TÂCHES À RÉALISER:
**a)** Traduisez en anglais cette phrase du fil sur l'iMac : « Idem si je démarre sur mon disque de sauvegarde, idem si je démarre sur le DVD de Mac OSX. »
**b)** Répondez aux questions suivantes d'après le fil sur l'iMac :
(i) Sur quel autre ordinateur ptiboubou peut-il monter le disque dur de son iMac ?
(ii) Que voit ptiboubou à l'écran en branchant un moniteur externe ?
(iii) Quelle touche Anonyme conseille-t-il de maintenir enfoncée au démarrage ?
**c)** Poursuivez le fil sur l'iMac à partir du point où il s'arrête.

BLOC DE TEXTE:
☆ ☆ ☆ ☆

# iMac plus rien a l'écran sauf le pionteur de souris!



## ptiboubou (9 Septembre 2012)

Bonjour a tous,

Ce matin en voulant démarrer mon iMac, l'écran s'est figé après que mon bureau se soit affiché.
J éteint le mac puis le redémarre et depuis je n'ai qu'un écran blanc avec le pointeur de souris. Idem si je démarre sur mon disque de sauvegarde, idem si je démarre sur le DVD de Mac OSX.
J'ai démarrer avec alt+cmd+P+R idem. J ai éteint le mac tout débranché puis allumage en restant sur le bouton et long beep puis redémarrage et toujours pareil...
Je peux monter le disque dur de mon iMac sur mon Macbook et voir tout ce qu'il contient par mon réseau ... Bref on dirais que l'iMac fonctionne mais je n'ai rien à l'écran a part ce satané pointeur de souris!!!
Serais-ce ma carte video qui a rendu l'âme? en branchant un moniteur externe je n'ai rien non plus à l'écran a part le pointeur que je peux balader d'un ecran a l'autre

Des idées?


----------



## Anonyme (9 Septembre 2012)

Bonjour,

Essayer de démarrer avec la Majuscule enfoncée ... c'est plus lent, tu seras vite fixé


----------



## ptiboubou (10 Septembre 2012)

Merci pour l'astuce! Il démarre maintenant... Je vois mon bureau mais l'affichage est très lent...Que faire maintenant pour qu'il redémarre normalement?


----------



## Anonyme (10 Septembre 2012)

☆ ☆ ☆ ☆

DONNÉES FOURNIES:
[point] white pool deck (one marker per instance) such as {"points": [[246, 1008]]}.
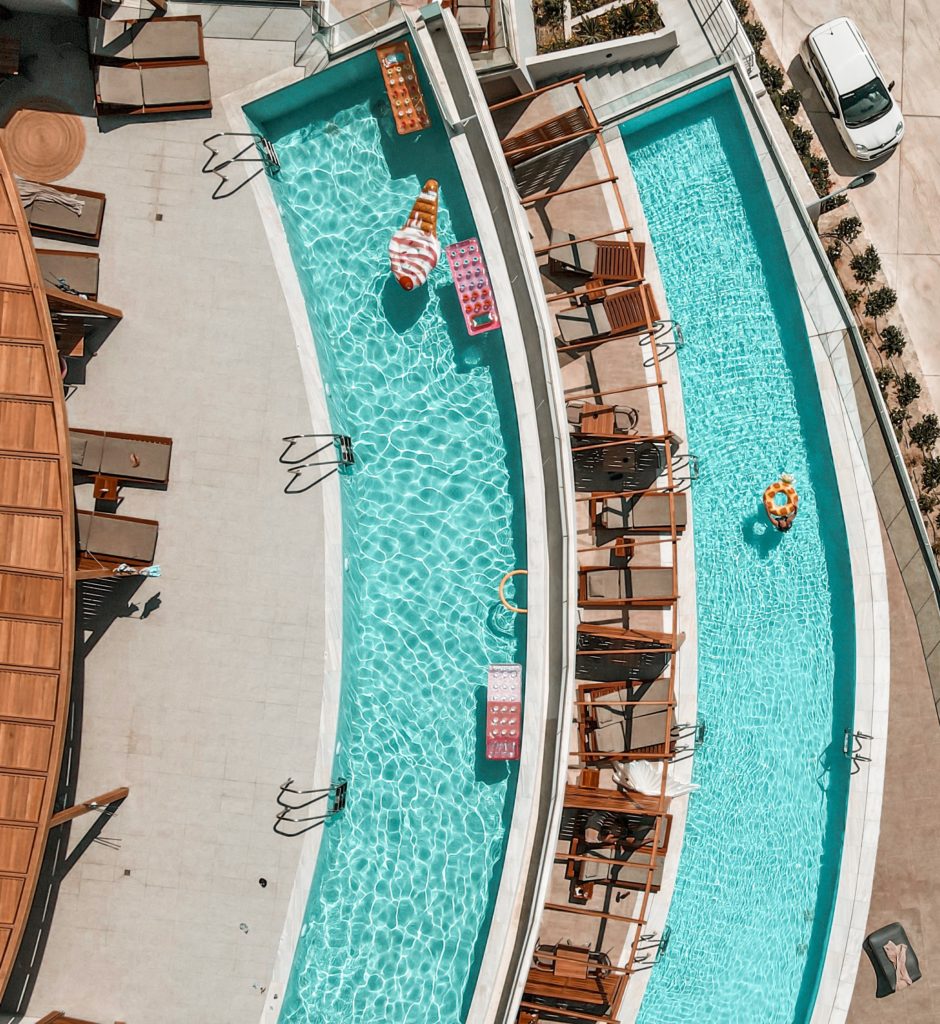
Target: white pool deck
{"points": [[214, 698]]}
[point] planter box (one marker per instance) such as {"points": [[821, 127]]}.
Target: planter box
{"points": [[563, 64]]}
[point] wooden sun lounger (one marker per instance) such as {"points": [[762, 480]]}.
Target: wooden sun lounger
{"points": [[541, 137], [609, 729], [55, 221], [146, 40], [127, 458], [138, 90], [618, 875], [603, 261], [78, 270], [642, 514], [641, 586], [617, 314], [108, 541], [594, 991]]}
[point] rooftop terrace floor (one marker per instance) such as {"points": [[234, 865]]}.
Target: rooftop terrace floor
{"points": [[203, 695]]}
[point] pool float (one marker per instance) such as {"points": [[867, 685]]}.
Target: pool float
{"points": [[415, 250], [781, 512]]}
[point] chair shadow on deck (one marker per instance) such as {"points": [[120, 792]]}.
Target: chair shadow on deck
{"points": [[101, 602], [57, 860]]}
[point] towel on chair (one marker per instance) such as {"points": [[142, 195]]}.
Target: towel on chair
{"points": [[33, 192], [898, 956]]}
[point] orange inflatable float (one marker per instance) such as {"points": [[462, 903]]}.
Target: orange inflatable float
{"points": [[415, 250], [781, 502]]}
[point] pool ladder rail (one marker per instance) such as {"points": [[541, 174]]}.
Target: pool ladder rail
{"points": [[852, 745], [342, 449], [335, 796], [265, 156]]}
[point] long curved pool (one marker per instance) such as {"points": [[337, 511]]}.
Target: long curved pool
{"points": [[433, 515], [753, 905]]}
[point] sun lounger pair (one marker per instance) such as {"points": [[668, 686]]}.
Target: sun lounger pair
{"points": [[616, 314], [76, 273], [154, 88], [637, 587], [602, 261], [126, 458], [146, 40], [639, 513], [107, 542], [51, 219]]}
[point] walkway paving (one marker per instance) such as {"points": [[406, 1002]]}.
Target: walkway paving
{"points": [[908, 858], [898, 207], [204, 693]]}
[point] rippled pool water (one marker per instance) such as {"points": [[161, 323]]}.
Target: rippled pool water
{"points": [[751, 914], [432, 517]]}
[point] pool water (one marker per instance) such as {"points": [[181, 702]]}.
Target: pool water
{"points": [[751, 914], [433, 516]]}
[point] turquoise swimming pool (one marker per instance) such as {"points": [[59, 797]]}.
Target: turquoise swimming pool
{"points": [[433, 515], [751, 914]]}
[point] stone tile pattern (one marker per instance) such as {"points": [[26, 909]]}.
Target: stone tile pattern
{"points": [[206, 705], [908, 858], [897, 208]]}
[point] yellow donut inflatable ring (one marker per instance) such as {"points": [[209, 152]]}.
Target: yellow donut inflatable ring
{"points": [[781, 500]]}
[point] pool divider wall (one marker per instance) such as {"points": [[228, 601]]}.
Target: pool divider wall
{"points": [[549, 479], [687, 664], [831, 364]]}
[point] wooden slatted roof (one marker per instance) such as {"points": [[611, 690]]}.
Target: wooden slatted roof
{"points": [[37, 561]]}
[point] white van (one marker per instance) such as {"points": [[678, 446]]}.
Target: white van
{"points": [[839, 61]]}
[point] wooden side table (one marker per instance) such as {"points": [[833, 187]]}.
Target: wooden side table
{"points": [[105, 488]]}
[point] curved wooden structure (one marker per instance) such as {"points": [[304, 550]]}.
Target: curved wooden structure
{"points": [[37, 562]]}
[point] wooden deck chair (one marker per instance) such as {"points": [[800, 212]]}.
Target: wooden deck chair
{"points": [[602, 261], [53, 220], [77, 271], [146, 39], [615, 867], [128, 458], [610, 653], [626, 309], [139, 90], [108, 541], [639, 514], [609, 730], [541, 137], [637, 587]]}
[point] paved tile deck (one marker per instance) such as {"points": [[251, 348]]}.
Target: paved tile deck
{"points": [[204, 695], [908, 859], [904, 38]]}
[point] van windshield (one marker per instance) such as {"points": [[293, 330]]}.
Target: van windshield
{"points": [[864, 104]]}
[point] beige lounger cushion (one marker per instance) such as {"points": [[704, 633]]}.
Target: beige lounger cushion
{"points": [[472, 18], [645, 730], [86, 452], [53, 215], [641, 584], [581, 257], [114, 457], [656, 690], [101, 535], [156, 39], [628, 875], [169, 86], [79, 271], [120, 86], [650, 512], [575, 325]]}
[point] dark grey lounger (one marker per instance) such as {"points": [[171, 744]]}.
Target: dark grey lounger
{"points": [[884, 969]]}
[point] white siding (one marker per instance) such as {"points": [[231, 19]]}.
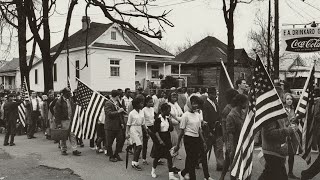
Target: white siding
{"points": [[141, 71], [100, 63]]}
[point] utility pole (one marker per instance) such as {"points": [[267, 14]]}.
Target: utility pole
{"points": [[276, 40], [269, 34]]}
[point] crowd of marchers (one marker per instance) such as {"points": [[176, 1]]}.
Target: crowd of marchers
{"points": [[169, 120]]}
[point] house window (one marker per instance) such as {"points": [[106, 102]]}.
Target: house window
{"points": [[242, 75], [115, 67], [77, 69], [113, 35], [10, 80], [154, 71], [36, 76], [55, 72]]}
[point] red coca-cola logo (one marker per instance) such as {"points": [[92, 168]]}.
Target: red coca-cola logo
{"points": [[303, 44]]}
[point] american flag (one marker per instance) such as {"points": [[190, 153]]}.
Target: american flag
{"points": [[22, 106], [88, 109], [305, 109], [264, 106]]}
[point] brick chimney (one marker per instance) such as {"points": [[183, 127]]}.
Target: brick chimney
{"points": [[85, 26]]}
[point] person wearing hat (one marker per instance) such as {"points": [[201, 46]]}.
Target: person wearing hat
{"points": [[213, 131], [10, 119], [114, 125], [63, 112], [33, 106]]}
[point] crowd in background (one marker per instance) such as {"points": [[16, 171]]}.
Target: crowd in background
{"points": [[169, 119]]}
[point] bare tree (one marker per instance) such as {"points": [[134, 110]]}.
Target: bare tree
{"points": [[12, 19], [118, 11]]}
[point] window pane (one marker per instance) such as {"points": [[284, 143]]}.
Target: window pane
{"points": [[115, 71], [113, 35], [154, 67], [154, 74], [114, 62]]}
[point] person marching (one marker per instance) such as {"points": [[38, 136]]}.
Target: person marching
{"points": [[10, 118], [190, 127], [288, 99], [149, 114], [230, 94], [135, 126], [234, 123], [63, 112], [162, 144]]}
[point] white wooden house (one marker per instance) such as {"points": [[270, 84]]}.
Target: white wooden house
{"points": [[117, 58]]}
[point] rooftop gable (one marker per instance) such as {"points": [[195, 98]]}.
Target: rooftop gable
{"points": [[96, 30]]}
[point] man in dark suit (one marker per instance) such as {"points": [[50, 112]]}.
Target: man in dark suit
{"points": [[213, 134], [10, 119], [63, 112], [114, 125]]}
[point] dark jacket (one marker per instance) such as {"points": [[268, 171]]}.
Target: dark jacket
{"points": [[61, 110], [114, 120], [11, 115], [210, 115], [316, 131], [157, 125], [274, 137]]}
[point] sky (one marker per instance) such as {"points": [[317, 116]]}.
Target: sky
{"points": [[192, 19]]}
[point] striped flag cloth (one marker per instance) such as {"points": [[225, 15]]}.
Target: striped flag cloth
{"points": [[88, 109], [22, 107], [264, 106], [305, 109]]}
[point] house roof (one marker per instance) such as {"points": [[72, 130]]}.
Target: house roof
{"points": [[210, 50], [78, 39], [12, 65]]}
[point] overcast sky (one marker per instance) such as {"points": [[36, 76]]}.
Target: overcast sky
{"points": [[195, 19]]}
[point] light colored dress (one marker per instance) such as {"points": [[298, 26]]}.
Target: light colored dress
{"points": [[177, 112], [136, 121]]}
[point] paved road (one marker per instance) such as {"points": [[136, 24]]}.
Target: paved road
{"points": [[40, 155]]}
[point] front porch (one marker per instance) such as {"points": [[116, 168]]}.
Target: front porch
{"points": [[153, 70]]}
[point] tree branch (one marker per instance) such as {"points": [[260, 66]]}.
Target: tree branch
{"points": [[66, 30]]}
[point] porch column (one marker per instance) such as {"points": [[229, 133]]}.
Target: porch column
{"points": [[146, 70]]}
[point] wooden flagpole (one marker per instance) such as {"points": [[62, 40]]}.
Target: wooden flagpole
{"points": [[226, 72]]}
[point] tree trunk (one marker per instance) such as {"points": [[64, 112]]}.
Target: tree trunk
{"points": [[47, 71], [230, 55]]}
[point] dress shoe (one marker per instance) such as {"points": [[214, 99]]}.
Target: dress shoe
{"points": [[76, 153], [118, 157], [112, 159], [292, 176]]}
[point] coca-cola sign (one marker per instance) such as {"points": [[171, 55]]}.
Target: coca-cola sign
{"points": [[304, 44], [303, 40]]}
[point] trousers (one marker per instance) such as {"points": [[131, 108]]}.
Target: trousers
{"points": [[72, 137], [111, 135], [274, 168]]}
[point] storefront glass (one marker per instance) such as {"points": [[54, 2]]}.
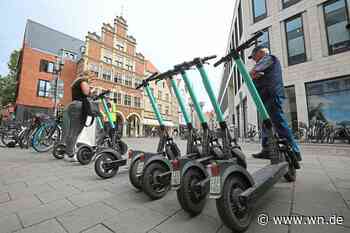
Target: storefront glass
{"points": [[328, 100]]}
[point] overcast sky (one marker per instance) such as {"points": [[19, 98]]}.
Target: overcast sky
{"points": [[167, 31]]}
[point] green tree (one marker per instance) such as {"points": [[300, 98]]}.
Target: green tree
{"points": [[8, 83]]}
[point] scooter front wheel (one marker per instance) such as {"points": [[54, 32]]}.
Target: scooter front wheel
{"points": [[151, 184], [234, 214], [291, 174], [103, 168], [191, 198], [58, 151], [84, 155], [134, 179]]}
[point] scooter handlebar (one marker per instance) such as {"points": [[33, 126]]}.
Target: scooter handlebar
{"points": [[243, 46], [145, 82], [103, 94]]}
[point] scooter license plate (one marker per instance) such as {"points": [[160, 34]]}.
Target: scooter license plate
{"points": [[175, 178], [128, 162], [215, 185], [140, 168]]}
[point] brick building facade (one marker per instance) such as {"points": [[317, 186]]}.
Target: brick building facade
{"points": [[112, 63], [311, 41]]}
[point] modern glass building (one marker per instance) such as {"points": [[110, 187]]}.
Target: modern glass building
{"points": [[312, 41]]}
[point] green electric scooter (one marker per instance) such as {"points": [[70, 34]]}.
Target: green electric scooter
{"points": [[193, 186], [233, 187], [153, 169]]}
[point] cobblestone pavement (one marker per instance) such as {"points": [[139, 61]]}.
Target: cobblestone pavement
{"points": [[40, 194]]}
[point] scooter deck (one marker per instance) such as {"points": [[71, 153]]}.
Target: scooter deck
{"points": [[264, 179]]}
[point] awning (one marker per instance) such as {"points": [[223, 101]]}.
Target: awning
{"points": [[155, 122]]}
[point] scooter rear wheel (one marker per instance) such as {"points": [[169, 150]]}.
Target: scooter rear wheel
{"points": [[151, 185], [100, 166], [135, 180], [84, 155], [190, 198], [233, 214], [290, 176], [58, 151]]}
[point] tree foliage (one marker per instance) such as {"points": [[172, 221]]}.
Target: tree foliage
{"points": [[8, 83]]}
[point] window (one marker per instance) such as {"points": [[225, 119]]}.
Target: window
{"points": [[336, 19], [46, 66], [43, 88], [107, 75], [94, 69], [137, 102], [129, 65], [328, 100], [127, 100], [69, 55], [240, 22], [137, 82], [288, 3], [118, 98], [107, 60], [119, 45], [128, 81], [166, 110], [259, 10], [264, 40], [119, 61], [118, 78], [295, 40]]}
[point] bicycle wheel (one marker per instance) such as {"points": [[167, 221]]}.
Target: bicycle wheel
{"points": [[45, 137]]}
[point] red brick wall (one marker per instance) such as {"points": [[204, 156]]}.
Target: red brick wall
{"points": [[30, 74]]}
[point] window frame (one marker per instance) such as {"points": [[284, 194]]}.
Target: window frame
{"points": [[287, 44], [324, 19], [261, 17], [292, 2], [46, 91]]}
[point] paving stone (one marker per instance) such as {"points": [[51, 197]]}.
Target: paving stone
{"points": [[86, 198], [4, 197], [9, 223], [183, 223], [29, 191], [98, 229], [167, 205], [86, 217], [57, 194], [18, 205], [44, 212], [50, 226], [135, 220], [127, 201]]}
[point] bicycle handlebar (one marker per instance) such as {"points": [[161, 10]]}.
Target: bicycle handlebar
{"points": [[249, 43]]}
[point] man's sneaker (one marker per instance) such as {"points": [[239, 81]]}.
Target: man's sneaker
{"points": [[70, 158], [264, 154]]}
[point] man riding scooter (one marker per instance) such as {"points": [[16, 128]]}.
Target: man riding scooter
{"points": [[267, 77]]}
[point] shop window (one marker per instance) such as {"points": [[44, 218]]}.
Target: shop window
{"points": [[336, 18], [328, 100], [43, 88], [259, 10]]}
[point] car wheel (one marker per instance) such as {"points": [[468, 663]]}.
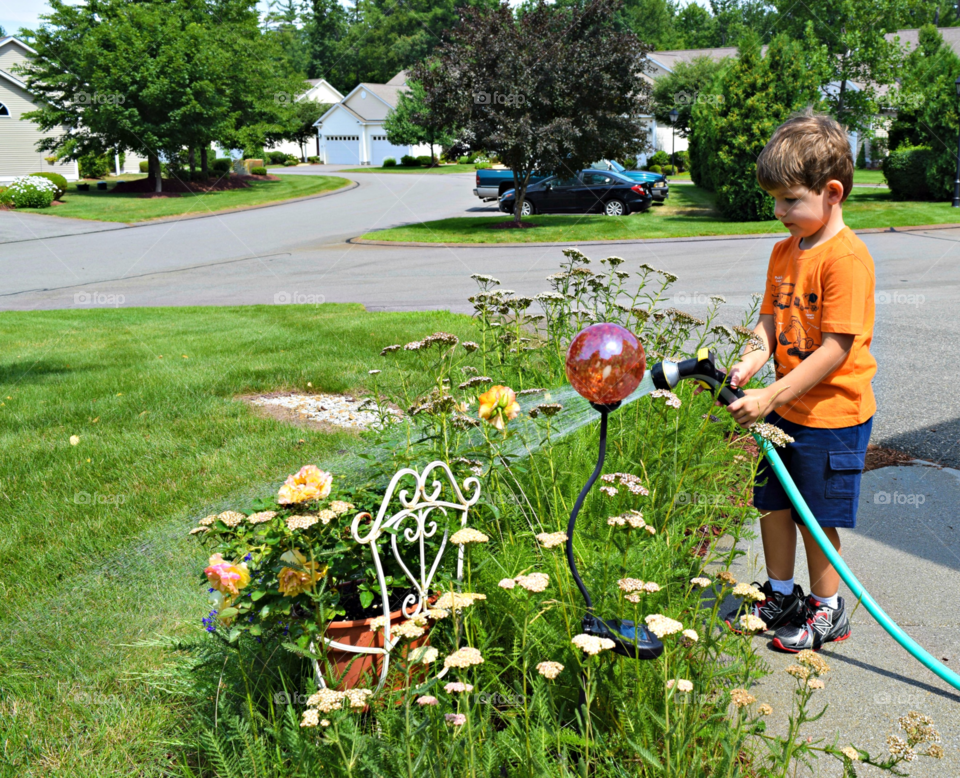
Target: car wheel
{"points": [[615, 208]]}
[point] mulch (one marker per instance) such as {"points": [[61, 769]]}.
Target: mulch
{"points": [[171, 187]]}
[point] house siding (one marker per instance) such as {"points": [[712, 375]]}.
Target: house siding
{"points": [[18, 139]]}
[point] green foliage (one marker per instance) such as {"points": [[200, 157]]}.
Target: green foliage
{"points": [[94, 165], [907, 170], [927, 114], [690, 83], [58, 180], [760, 94]]}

☆ ☆ ☆ ☆

RÉPONSES ATTENDUES:
**a)** Same if I start up from my backup disk, same if I start up from the Mac OSX DVD.

**b)**
(i) Sur son Macbook.
(ii) Rien, à part le pointeur de souris, qu'il peut déplacer d'un écran à l'autre.
(iii) La touche Majuscule.

**c)**
ptiboubou a dit:


> Merci pour l'astuce! Il démarre maintenant... Je vois mon bureau mais l'affichage est très lent...Que faire maintenant pour qu'il redémarre normalement?



Redémarrer normalement, une fois les permissions réparées ...


----------



## ptiboubou (10 Septembre 2012)

réparations faites mais ne démarre toujours pas normalement...


----------



## Anonyme (10 Septembre 2012)

ptiboubou a dit:


> réparations faites mais ne démarre toujours pas normalement...



Il se pourrait, que c'est bien la carte vidéo qui coince ...

Il te reste à faire un AHT : http://support.apple.com/kb/HT1509?viewlocale=fr_FR


----------



## ptiboubou (10 Septembre 2012)

AHT : aucun problème n'a été détecté

meme apres test étendus...

Il a quoi alors mon iMac :rose:

---------- Nouveau message ajouté à 20h30 ---------- Le message précédent a été envoyé à 19h33 ----------

ce qui me parait bizarre c est que dans la rubrique video de l'onglet configuration il a y marqué video inconnue...


----------



## ptiboubou (15 Septembre 2012)

Essai de démarrage sur Linux... Ca démarre mais jolie mosaïque à l'écran...
Ce qui confirme que la carte a prit un pet
Donc foutu pour foutu, démontage, dépoussiérage, passage de la carte graphique au four à 200°c  (Methode trouvée sur google, apparement ca fonctionne chez bcp de monde...)
Remontage et ça démarre !!!
Quelques bugs d'affichages: 3/4 points colorés à l'écran et lignes qui apparaissent de temps en temps
Et toujours quelques erreurs du type:
15/09/12 15:27:13,000 kernel: NVDA(OpenGL): Channel exception! exception type = 0x6 = Fifo: Parse Error

Mais bon c'est utilisable ... 

Je vais attendre l'iMac 2012...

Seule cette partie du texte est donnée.